Página:

****************

Trump en Miami: Crónica de una visita

El teléfono sonó en aquel hogar humilde del South West de Miami la mañana del pasado miércoles 14. Al otro lado de la línea, una voz se identificó con un nombre que resultó ser el de un altísimo cargo de la oficina de asuntos políticos de la Casa Blanca. Al contrario que esos insistentes e inoportunos teleoperadores que lo levantan a uno de la hora de la siesta, la oferta del hombre de Washington DC era de las que no se pueden rechazar. O al menos el casi octogenario titular de la línea y receptor de la llamada no la pudo –ni quiso– rechazar. Por eso dijo que sí, que aceptaba asistir como invitado del presidente Trump a un acto que el presidente americano celebraría en la ciudad el viernes 16.

Fue entonces que la siempre bien engrasada maquinaria de protocolo y seguridad de la Casa Blanca se puso a funcionar. Al aceptar el primer protagonista de esta historia la invitación, el alto funcionario volvió a ponerse en contacto con él por teléfono el mismo día, ya por la tarde, para solicitarle una serie de datos de tipo personal, que remitiría al FBI. Al día siguiente, un correo con el dominio whitehouse.gov emplazaba a nuestro hombre a estar el viernes 16, antes de las 10 am, en un punto determinado del aeropuerto internacional de Miami, un host parking o estacionamiento para invitados.

****************

Problema planteado:
Transcribe literalmente el fragmento de la crónica entre "Fue entonces que" y "estacionamiento para invitados.", ambos incluidos. El listado no hace falta para resolver nada.

****************

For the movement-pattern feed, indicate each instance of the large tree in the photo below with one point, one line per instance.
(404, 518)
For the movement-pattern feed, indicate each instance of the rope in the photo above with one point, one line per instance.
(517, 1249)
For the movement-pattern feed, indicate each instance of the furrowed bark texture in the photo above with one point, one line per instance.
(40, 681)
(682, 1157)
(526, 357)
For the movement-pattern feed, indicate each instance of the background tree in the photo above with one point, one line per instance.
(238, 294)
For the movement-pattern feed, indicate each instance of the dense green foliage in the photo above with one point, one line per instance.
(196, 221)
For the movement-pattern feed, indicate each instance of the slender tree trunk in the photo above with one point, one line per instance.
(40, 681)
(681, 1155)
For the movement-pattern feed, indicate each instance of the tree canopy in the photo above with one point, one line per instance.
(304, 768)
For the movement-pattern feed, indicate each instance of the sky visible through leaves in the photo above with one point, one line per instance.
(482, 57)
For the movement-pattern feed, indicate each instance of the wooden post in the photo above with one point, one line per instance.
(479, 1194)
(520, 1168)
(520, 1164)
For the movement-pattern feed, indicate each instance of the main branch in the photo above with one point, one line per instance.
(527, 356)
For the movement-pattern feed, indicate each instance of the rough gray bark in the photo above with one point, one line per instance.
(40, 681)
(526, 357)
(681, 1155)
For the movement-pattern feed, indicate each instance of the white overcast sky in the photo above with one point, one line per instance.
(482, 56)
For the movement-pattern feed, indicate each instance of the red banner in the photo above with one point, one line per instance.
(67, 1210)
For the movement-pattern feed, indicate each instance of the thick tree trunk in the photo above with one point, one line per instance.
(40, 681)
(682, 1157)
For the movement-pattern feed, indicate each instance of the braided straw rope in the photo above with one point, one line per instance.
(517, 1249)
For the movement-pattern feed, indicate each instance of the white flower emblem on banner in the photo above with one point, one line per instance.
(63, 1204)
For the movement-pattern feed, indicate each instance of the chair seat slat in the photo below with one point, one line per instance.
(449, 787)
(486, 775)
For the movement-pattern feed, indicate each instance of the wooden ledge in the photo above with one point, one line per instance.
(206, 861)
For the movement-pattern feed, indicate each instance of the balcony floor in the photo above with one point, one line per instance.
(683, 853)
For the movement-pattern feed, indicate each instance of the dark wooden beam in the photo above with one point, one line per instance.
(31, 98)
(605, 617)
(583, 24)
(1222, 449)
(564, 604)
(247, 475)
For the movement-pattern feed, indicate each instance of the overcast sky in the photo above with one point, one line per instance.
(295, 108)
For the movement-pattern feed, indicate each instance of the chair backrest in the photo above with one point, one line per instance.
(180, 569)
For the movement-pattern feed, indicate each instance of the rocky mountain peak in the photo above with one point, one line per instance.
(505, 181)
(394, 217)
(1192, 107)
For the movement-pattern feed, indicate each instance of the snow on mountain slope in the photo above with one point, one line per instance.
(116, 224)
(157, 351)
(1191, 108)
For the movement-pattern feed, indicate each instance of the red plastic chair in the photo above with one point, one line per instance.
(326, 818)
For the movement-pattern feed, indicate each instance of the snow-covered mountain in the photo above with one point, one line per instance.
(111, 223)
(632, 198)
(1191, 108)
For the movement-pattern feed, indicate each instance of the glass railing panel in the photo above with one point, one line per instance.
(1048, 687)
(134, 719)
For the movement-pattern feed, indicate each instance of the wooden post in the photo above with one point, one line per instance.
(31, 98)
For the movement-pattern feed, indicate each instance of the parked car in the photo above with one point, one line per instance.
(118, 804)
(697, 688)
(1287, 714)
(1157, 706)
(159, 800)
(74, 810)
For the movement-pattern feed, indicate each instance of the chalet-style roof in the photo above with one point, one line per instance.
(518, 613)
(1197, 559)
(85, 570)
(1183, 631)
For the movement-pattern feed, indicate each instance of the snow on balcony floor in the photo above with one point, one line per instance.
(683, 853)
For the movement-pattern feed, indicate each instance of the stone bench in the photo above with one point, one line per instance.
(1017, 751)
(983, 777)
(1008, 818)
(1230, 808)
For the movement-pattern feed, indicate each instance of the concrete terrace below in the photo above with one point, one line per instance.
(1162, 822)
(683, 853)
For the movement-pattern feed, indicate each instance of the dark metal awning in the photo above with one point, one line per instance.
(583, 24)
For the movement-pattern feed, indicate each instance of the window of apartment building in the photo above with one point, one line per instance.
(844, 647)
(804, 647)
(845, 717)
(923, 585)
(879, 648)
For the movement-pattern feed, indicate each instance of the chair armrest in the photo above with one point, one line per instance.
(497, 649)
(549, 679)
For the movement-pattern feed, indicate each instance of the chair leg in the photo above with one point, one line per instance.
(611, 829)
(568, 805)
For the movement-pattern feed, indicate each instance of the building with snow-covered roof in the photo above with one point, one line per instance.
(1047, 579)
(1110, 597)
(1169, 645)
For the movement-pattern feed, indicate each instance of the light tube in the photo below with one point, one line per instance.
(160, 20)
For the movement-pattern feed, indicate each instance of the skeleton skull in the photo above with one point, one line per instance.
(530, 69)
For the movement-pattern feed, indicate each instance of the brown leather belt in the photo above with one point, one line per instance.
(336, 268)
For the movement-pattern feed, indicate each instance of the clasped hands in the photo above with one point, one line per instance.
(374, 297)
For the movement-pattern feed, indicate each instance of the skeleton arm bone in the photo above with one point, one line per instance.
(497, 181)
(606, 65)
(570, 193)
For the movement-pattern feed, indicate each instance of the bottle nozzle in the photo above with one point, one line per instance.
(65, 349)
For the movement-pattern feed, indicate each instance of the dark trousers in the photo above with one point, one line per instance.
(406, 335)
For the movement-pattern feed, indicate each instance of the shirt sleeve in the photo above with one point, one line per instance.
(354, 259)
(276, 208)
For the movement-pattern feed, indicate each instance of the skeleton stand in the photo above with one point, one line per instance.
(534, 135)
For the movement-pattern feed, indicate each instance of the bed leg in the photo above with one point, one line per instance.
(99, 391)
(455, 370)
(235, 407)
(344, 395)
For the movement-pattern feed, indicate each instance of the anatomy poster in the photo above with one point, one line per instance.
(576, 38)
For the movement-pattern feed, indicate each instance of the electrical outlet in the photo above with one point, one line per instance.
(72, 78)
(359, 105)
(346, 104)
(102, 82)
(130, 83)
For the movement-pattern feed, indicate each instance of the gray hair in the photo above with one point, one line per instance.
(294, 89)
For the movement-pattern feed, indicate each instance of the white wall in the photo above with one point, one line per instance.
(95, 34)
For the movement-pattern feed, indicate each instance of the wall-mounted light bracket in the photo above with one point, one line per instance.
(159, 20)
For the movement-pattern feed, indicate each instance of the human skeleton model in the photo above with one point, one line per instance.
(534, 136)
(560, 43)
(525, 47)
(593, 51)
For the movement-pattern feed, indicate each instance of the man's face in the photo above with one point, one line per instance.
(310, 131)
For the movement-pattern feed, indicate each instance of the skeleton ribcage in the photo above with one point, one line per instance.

****************

Respuesta al problema:
Fue entonces que la siempre bien engrasada maquinaria de protocolo y seguridad de la Casa Blanca se puso a funcionar. Al aceptar el primer protagonista de esta historia la invitación, el alto funcionario volvió a ponerse en contacto con él por teléfono el mismo día, ya por la tarde, para solicitarle una serie de datos de tipo personal, que remitiría al FBI. Al día siguiente, un correo con el dominio whitehouse.gov emplazaba a nuestro hombre a estar el viernes 16, antes de las 10 am, en un punto determinado del aeropuerto internacional de Miami, un host parking o estacionamiento para invitados.